- **The records**
'''
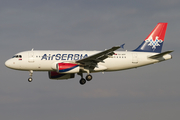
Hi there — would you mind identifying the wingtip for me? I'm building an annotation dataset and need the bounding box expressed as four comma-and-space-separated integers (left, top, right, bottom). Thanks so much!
120, 43, 125, 49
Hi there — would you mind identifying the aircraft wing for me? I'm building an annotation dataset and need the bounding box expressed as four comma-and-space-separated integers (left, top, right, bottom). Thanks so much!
76, 45, 124, 67
148, 50, 173, 59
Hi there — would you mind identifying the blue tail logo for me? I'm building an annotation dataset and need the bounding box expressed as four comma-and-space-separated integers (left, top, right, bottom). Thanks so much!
145, 36, 163, 50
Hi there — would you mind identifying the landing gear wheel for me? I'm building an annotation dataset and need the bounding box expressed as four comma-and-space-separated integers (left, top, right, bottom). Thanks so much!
79, 78, 86, 85
28, 77, 33, 82
86, 74, 92, 81
28, 70, 33, 82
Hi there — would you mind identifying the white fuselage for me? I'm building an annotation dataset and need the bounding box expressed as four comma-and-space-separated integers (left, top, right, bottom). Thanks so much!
5, 50, 172, 72
4, 23, 172, 84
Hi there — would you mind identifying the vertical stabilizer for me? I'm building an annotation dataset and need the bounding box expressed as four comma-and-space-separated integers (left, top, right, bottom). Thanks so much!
134, 23, 168, 53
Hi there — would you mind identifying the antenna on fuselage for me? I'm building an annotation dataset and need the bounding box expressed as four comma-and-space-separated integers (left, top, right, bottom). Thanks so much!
31, 48, 34, 51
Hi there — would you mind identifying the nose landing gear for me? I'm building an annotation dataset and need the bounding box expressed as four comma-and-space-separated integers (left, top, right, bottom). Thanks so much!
28, 70, 33, 82
28, 77, 33, 82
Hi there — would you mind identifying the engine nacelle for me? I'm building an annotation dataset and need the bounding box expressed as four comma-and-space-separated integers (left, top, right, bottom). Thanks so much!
56, 63, 80, 73
48, 71, 75, 80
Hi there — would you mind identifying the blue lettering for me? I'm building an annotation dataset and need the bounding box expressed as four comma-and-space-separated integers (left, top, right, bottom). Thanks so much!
41, 54, 88, 60
41, 54, 47, 60
74, 54, 79, 60
67, 54, 73, 60
83, 54, 88, 58
51, 54, 55, 60
80, 54, 83, 59
48, 54, 51, 60
55, 54, 61, 60
62, 54, 67, 60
'''
Once you find the line containing "Hi there — would you mind identifying the engine", copy it and every line after it through the end of the records, exactly as they stand.

Hi there — would you mind identifying the engine nacelle for me? I'm building an annotation dataset and need the bounding box expressed as four comma-and-space-separated integers (left, top, right, bottom). Thanks so much!
56, 63, 80, 73
48, 71, 75, 80
Hi there — would you mind identifying the blue lettering for me? I'm building an annotation dataset and need the bounding box expressed as four comma-and-space-separated integers (left, top, right, bottom). Thanks so much!
41, 54, 88, 60
41, 54, 47, 60
74, 54, 79, 60
67, 54, 73, 60
83, 54, 88, 58
51, 54, 55, 60
80, 54, 83, 59
48, 54, 51, 60
55, 54, 61, 60
62, 54, 67, 60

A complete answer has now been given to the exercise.